##### DATA TO PROCESS #####
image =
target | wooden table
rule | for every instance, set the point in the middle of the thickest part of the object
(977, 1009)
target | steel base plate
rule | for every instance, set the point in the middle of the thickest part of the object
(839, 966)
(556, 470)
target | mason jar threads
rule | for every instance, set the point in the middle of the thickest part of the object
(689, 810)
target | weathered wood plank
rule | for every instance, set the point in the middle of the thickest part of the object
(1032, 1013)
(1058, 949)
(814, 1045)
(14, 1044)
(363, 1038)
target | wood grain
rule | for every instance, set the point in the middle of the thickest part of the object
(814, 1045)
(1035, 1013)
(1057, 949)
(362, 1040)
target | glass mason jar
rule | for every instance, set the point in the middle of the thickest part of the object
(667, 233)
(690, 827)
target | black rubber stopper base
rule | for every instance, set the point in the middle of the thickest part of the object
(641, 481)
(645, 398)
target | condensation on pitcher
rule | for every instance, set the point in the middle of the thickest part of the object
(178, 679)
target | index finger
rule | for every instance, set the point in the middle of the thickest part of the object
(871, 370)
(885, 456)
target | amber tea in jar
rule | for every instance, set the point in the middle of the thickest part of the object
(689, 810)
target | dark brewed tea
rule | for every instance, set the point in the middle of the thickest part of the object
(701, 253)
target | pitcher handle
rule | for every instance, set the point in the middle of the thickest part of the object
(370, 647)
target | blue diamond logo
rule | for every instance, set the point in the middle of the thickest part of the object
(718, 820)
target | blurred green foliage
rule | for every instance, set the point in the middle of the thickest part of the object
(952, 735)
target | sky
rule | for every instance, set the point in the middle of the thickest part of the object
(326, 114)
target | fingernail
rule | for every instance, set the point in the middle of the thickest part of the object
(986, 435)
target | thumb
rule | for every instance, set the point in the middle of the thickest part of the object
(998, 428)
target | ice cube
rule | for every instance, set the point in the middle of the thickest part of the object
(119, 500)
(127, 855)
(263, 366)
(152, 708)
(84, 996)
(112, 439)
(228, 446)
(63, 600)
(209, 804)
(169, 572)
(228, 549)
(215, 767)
#####
PROMPT
Copy every line of the listing above without changing anything.

ANSWER FOR THIS EXERCISE
image =
target | wooden table
rule | for every instance, set the point in the middle of the thickest part of the object
(977, 1009)
target | steel base plate
rule | for every instance, set the point in the middle of the thickest part of the object
(839, 966)
(556, 470)
target | mason jar threads
rule | for every instance, set the point in the middle of the thickest part of the object
(689, 810)
target | weathered wood plank
rule | for every instance, set the point in the middle of the thickest part of the object
(1032, 1013)
(1058, 949)
(814, 1045)
(14, 1044)
(363, 1038)
target | wood grain
rule | for every instance, set the point in the middle of the thickest part of the object
(814, 1045)
(1035, 1013)
(1057, 949)
(362, 1040)
target | glass mason jar
rule | for every instance, set the point in the middle of the thickest part of the object
(667, 233)
(690, 827)
target | black rubber stopper base
rule | for every instance, set the point in the middle of the thickest part of the object
(641, 481)
(645, 398)
target | condensation on pitcher
rule | for every instance, set the point in the middle of the thickest part of the object
(178, 679)
target | index finger
rule | for every instance, set the point in the middle of the thickest part of the object
(871, 370)
(885, 456)
target | amber tea in jar
rule | for every instance, set the point in the middle of the thickest part of the object
(689, 810)
target | dark brewed tea
rule | for every instance, set the point in the middle of the thickest part of the object
(701, 253)
target | pitcher handle
rule | for every instance, set the point in the middle of the thickest part of the object
(370, 647)
target | blue diamond logo
rule | for every instance, set the point in the middle of the thickest part of the object
(718, 820)
target | blurred green foliage
rule | for every instance, set the point in the middle of the thickest part of the object
(952, 735)
target | sky
rule | for every instance, set the point in the middle of the thickest part of the object
(326, 114)
target | fingernail
rule | for every instance, set the point in the middle of the thickest part of the object
(986, 435)
target | thumb
rule | for every instance, set the point in the middle of the thickest part of the object
(998, 428)
target | ice cube
rule | for every instance, set the point in the middle of the thickest part of the object
(119, 500)
(127, 855)
(263, 366)
(152, 708)
(84, 996)
(112, 439)
(228, 446)
(63, 600)
(209, 804)
(169, 572)
(228, 549)
(215, 767)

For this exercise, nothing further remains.